_To do_
Would you retype, word for word, the line with "fret with a point in the photo above." and every line after it through the end of the records below?
* START *
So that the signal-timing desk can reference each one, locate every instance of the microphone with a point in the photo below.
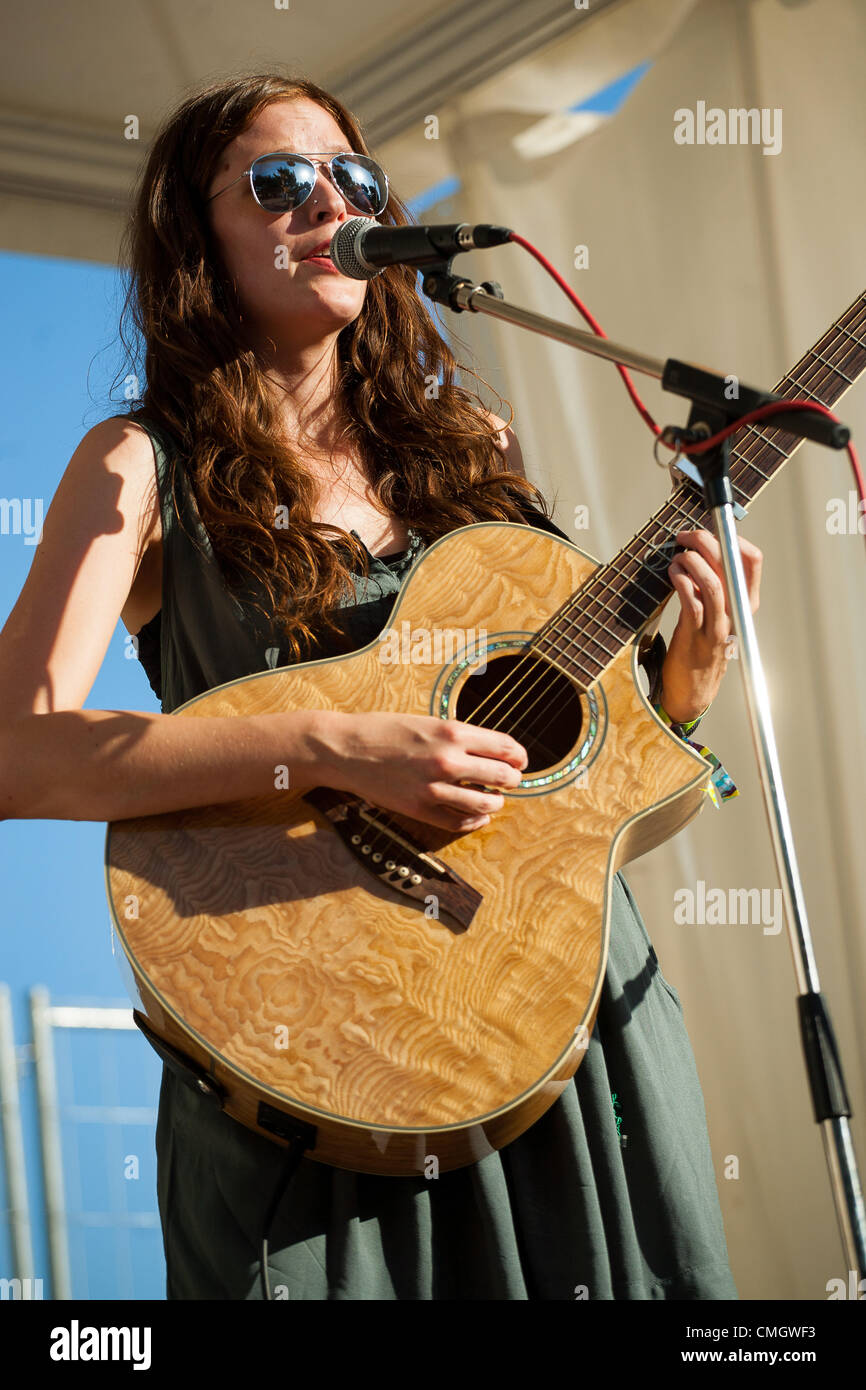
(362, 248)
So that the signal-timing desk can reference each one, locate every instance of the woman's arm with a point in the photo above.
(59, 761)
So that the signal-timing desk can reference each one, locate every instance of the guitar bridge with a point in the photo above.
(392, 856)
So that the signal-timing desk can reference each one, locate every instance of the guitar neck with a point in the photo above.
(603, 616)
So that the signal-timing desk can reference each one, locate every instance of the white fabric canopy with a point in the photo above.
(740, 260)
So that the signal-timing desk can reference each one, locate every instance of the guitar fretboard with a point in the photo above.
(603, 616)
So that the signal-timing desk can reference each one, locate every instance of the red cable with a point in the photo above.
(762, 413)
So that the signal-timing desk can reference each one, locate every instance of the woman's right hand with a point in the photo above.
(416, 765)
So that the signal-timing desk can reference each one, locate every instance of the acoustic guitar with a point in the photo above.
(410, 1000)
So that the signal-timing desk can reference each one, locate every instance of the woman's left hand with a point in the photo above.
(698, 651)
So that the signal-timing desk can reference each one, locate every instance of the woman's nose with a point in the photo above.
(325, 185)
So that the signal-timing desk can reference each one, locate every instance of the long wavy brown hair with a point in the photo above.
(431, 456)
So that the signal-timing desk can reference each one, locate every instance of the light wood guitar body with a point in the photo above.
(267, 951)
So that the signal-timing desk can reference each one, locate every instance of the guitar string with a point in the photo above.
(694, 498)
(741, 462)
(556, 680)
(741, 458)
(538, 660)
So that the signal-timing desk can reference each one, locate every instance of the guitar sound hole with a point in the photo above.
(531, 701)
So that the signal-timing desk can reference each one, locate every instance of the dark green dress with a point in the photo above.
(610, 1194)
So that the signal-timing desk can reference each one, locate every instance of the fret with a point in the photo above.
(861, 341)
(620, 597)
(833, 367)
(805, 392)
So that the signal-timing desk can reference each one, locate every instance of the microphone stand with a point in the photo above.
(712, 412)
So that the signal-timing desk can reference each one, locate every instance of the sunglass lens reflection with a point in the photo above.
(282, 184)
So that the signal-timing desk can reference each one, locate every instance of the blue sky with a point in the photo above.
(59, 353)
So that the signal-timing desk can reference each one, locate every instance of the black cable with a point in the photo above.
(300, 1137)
* END *
_Answer to the task_
So that the signal-timing desk can reference each one, locate every instance of the fret with a point in the photo above.
(861, 341)
(620, 597)
(833, 367)
(805, 392)
So that the signal-timing desk can reference each one, locate every instance of the microphone stand with a point in the photo above.
(712, 412)
So that the signal-timing desk can reference each one, locate every instance of the sunglass lens reflection with a point in the photo above.
(282, 184)
So that the signal-timing desk can reference each one, locate every instance of the blue sky with a point in the photo above.
(59, 353)
So that the signal-timing desk can reference each one, locate every instance of the black cable with a point in the photo above.
(300, 1137)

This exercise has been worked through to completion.